#### [TEXT TO READ]
----------
= Public utility =

Entity which operates public service infrastructure

A public utility company (usually just utility) is an organization that maintains the infrastructure for a public service (often also providing a service using that infrastructure). Public utilities are subject to forms of public control and regulation ranging from local community-based groups to statewide government monopolies.

Public utilities are meant to supply goods and services that are considered essential; water, gas, electricity, telephone, waste disposal, and other communication systems represent much of the public utility market. The transmission lines used in the transportation of electricity, or natural gas pipelines, have natural monopoly characteristics. A monopoly can occur when it finds the best way to minimize its costs through economies of scale to the point where other companies cannot compete with it. If the infrastructure already exists in a given area, minimal benefit is gained through competing. In other words, these industries are characterized by economies of scale in production. Though it can be mentioned that these natural monopolies are handled or watched by a public utilities commission, or an institution that represents the government.

There are many different types of public utilities. Some, especially large companies, offer multiple products, such as electricity and natural gas. Other companies specialize in a specific product, such as water. Modern public utilities may also be partially (or completely) sourced from clean and renewable energy in order to produce sustainable electricity. Of these, wind turbines and solar panels are those used most frequently.

Whether broadband internet access should be a public utility is a question that was being discussed with the rise of internet usage. This is a question that was being asked due to the telephone service being considered a public utility. Since arguably broadband internet access has taken over telephone service, perhaps it should be a public utility. The Federal Communications Commission (FCC) in the United States in 2015 made its stance on this issue clear. Due to the telephone service having been considered a public utility, the FCC made broadband internet access a public utility in the United States.
----------
#### [EXERCISE REQUIREMENTS]
1 – List every good or service that the text on public utilities names as representing much of the public utility market.
2 – Transcribe everything in the text on public utilities from "A public utility company" down to "statewide government monopolies.".
----------
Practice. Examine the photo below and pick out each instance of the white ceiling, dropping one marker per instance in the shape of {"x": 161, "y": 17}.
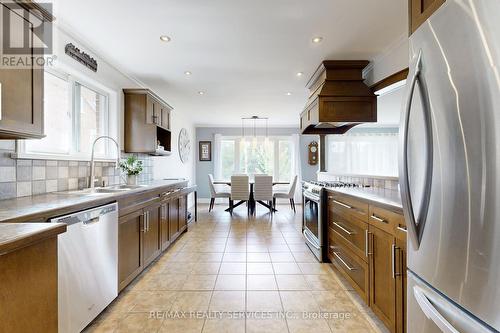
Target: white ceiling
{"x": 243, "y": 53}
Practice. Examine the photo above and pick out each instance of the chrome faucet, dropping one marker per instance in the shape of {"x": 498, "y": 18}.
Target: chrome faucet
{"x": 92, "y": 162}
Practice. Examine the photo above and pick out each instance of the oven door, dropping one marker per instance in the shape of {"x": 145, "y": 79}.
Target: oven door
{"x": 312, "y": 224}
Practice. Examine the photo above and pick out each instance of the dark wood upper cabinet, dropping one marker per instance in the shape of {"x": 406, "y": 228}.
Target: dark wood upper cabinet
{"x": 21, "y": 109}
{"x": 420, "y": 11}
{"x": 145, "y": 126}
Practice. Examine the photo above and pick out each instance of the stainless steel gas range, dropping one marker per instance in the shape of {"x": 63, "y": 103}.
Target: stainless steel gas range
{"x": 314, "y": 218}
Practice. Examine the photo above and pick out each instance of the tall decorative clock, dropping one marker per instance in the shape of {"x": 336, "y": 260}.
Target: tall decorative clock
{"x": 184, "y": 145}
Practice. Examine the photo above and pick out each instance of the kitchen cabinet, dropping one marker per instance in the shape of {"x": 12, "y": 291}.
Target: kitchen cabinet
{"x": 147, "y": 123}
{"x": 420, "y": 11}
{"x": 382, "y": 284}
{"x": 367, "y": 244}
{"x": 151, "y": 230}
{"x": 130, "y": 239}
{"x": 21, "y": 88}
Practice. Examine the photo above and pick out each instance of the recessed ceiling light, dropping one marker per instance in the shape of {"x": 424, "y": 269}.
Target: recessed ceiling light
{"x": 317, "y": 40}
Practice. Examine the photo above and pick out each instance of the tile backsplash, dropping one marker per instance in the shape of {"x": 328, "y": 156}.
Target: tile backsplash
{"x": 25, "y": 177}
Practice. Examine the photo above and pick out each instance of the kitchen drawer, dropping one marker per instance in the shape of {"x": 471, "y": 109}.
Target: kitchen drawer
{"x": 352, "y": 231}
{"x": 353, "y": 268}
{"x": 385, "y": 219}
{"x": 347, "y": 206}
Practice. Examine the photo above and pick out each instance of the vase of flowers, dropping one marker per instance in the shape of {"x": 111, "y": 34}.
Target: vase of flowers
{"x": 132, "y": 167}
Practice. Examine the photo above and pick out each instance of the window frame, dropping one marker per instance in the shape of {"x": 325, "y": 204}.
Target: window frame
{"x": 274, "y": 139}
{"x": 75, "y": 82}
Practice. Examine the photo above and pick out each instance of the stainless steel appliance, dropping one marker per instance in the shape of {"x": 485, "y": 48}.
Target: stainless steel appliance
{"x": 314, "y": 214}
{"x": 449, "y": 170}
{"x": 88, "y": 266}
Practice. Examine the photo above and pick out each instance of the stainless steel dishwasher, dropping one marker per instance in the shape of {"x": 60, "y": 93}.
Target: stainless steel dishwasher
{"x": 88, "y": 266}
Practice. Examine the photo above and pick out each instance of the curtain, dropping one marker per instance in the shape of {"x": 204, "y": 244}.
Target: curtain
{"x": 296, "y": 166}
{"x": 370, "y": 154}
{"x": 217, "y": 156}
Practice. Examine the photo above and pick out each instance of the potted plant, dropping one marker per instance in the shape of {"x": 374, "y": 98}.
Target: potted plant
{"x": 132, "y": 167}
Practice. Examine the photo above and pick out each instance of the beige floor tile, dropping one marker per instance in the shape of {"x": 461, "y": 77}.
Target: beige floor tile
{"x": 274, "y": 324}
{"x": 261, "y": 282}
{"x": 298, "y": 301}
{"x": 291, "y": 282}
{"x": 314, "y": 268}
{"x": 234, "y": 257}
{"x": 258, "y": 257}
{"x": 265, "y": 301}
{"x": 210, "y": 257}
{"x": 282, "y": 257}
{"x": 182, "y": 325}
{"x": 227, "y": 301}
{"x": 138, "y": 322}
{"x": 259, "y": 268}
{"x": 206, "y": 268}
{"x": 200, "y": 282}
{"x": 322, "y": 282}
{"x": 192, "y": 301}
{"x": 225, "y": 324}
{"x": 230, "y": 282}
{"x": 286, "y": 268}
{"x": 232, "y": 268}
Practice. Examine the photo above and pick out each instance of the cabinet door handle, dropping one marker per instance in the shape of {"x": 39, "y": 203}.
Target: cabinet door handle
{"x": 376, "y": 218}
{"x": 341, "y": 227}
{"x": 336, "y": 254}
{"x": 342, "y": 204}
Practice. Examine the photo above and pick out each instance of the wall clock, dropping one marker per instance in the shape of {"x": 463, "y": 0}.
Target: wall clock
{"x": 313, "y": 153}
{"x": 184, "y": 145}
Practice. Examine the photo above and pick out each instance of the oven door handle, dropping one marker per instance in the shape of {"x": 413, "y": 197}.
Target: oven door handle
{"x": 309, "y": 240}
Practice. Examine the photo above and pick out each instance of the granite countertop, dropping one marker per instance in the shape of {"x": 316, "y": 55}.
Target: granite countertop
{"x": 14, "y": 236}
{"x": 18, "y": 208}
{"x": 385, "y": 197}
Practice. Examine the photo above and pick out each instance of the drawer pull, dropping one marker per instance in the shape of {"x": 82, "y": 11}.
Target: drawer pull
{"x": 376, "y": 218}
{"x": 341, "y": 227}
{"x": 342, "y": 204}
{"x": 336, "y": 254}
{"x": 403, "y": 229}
----------
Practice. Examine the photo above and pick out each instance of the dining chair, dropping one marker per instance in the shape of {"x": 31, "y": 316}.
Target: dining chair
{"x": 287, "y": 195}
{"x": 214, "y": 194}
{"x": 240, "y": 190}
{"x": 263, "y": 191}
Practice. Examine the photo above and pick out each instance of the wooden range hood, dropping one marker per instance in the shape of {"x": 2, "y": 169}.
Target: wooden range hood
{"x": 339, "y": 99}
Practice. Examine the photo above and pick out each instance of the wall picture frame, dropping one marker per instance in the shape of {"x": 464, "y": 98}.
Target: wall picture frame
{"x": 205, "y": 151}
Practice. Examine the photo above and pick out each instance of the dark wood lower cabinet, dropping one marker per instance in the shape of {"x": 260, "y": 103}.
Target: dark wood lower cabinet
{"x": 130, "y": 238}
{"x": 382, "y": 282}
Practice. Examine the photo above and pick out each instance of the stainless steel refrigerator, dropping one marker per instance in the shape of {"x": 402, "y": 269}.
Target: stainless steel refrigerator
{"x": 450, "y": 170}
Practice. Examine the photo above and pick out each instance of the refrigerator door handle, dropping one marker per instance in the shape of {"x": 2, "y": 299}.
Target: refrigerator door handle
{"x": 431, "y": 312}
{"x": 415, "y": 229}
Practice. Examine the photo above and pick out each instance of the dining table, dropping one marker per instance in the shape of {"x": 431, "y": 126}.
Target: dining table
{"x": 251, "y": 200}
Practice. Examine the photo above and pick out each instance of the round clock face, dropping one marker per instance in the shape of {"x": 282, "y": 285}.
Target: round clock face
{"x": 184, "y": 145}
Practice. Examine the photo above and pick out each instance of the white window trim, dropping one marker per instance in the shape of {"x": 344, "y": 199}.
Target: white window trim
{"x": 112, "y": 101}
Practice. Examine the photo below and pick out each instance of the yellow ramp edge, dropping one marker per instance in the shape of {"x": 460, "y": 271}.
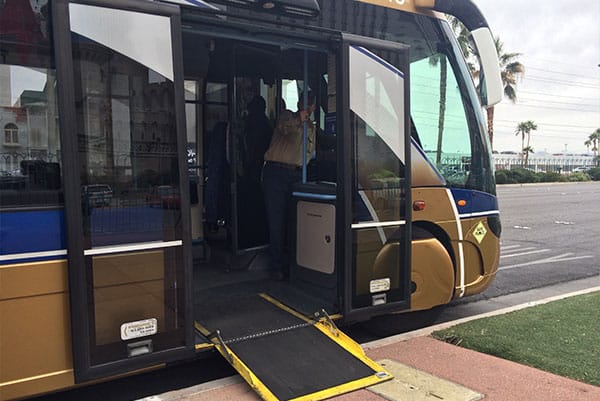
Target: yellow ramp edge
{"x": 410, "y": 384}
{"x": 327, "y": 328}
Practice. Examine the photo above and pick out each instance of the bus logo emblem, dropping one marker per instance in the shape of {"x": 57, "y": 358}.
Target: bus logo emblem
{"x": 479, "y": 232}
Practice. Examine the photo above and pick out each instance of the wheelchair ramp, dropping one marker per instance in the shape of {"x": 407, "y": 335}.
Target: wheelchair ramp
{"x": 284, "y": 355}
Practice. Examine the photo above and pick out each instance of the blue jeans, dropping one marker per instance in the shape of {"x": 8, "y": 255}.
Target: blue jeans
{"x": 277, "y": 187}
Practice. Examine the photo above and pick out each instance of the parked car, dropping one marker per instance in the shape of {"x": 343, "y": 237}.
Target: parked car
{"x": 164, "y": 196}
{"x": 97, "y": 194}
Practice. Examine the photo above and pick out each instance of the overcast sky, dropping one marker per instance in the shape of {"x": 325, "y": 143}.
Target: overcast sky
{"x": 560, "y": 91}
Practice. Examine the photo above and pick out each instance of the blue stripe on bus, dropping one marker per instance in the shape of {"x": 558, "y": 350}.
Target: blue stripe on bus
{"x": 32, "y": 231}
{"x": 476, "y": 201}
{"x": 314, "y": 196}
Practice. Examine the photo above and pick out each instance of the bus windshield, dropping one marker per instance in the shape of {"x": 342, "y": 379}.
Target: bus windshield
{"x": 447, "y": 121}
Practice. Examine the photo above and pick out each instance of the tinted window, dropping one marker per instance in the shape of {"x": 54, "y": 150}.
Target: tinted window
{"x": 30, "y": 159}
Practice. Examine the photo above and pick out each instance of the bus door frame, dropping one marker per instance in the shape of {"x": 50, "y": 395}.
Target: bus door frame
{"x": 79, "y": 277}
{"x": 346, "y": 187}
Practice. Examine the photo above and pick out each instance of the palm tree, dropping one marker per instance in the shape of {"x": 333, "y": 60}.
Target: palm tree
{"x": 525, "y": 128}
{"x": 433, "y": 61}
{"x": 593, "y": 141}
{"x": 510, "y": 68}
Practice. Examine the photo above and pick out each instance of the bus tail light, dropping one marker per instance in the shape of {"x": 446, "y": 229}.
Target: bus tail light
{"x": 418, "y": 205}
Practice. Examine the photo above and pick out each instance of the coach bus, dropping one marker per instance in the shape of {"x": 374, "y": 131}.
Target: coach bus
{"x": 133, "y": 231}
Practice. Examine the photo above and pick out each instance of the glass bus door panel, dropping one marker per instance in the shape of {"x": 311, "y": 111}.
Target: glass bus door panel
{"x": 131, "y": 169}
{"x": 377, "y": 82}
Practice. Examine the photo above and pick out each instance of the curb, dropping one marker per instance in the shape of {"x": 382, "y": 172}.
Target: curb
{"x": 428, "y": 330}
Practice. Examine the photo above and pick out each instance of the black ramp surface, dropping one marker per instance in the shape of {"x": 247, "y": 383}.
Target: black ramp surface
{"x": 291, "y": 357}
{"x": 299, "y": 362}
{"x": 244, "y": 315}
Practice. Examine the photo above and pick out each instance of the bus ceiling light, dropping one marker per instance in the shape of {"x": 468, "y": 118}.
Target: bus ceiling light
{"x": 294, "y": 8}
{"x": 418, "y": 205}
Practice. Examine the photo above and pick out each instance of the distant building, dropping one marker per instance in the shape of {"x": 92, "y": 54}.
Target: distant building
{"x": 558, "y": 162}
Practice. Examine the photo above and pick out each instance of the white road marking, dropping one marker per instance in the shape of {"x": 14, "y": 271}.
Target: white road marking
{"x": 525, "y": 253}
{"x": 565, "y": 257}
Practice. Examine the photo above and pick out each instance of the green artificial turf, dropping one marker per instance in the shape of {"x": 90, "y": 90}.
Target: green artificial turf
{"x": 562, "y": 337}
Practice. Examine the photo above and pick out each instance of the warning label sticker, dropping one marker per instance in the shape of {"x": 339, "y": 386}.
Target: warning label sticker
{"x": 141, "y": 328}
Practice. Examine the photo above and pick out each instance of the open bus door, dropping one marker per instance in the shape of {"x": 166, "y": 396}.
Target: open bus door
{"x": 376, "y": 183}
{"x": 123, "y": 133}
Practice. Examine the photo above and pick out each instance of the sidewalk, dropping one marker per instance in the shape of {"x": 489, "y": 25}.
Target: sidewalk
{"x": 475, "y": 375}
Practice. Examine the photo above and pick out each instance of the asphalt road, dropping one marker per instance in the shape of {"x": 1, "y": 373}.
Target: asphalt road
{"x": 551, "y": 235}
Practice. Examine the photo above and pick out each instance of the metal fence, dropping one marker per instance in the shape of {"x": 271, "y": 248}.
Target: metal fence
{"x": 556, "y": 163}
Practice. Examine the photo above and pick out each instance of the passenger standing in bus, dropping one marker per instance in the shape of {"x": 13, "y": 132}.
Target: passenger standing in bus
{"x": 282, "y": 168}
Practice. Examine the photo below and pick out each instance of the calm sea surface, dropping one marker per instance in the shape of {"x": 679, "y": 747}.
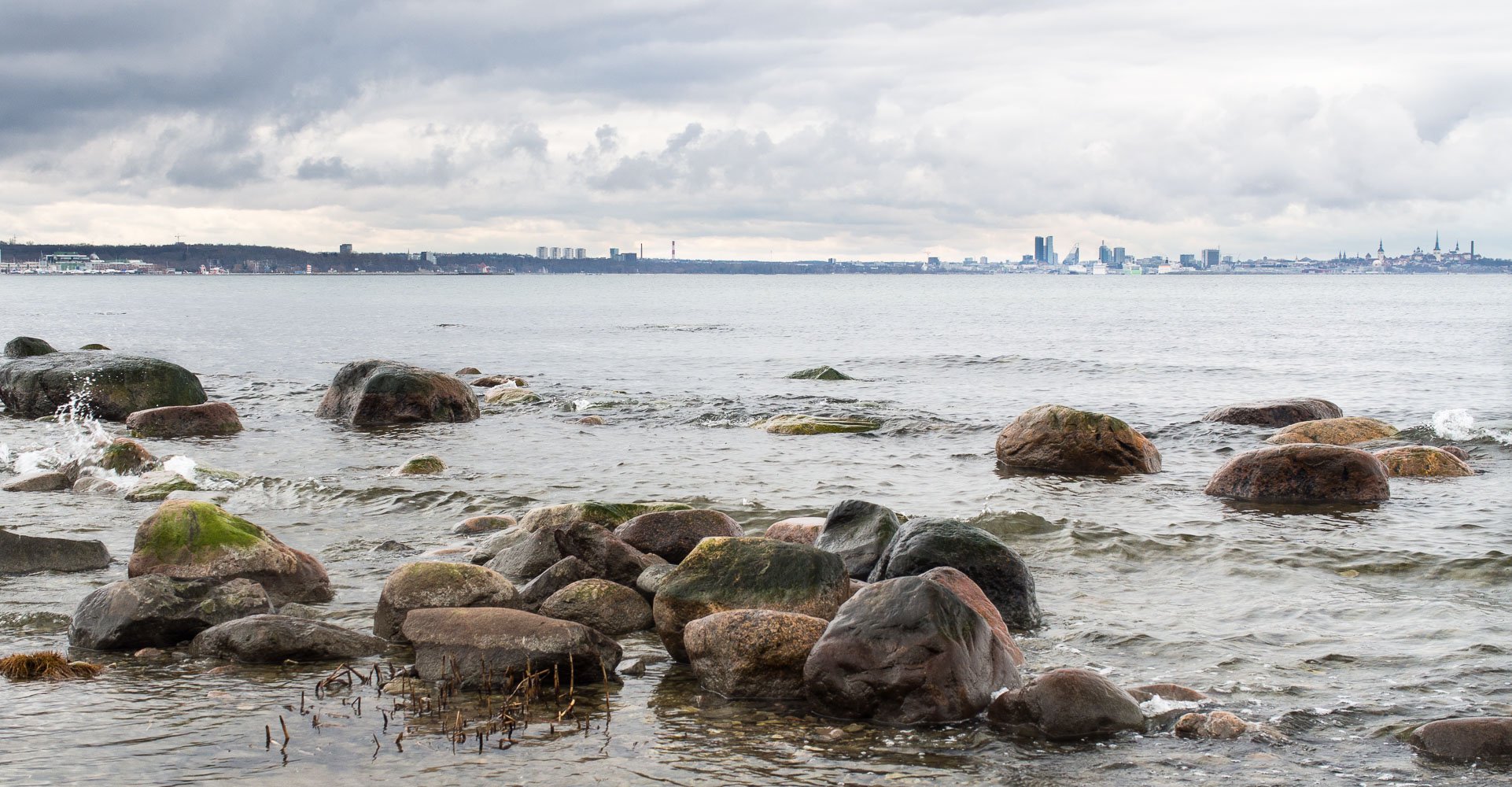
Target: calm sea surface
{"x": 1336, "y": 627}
----------
#### [RESULTS IN ORDER]
1 –
- water
- gas
- electricity
- telephone
- waste disposal
- other communication systems

2 –
A public utility company (usually just utility) is an organization that maintains the infrastructure for a public service (often also providing a service using that infrastructure). Public utilities are subject to forms of public control and regulation ranging from local community-based groups to statewide government monopolies.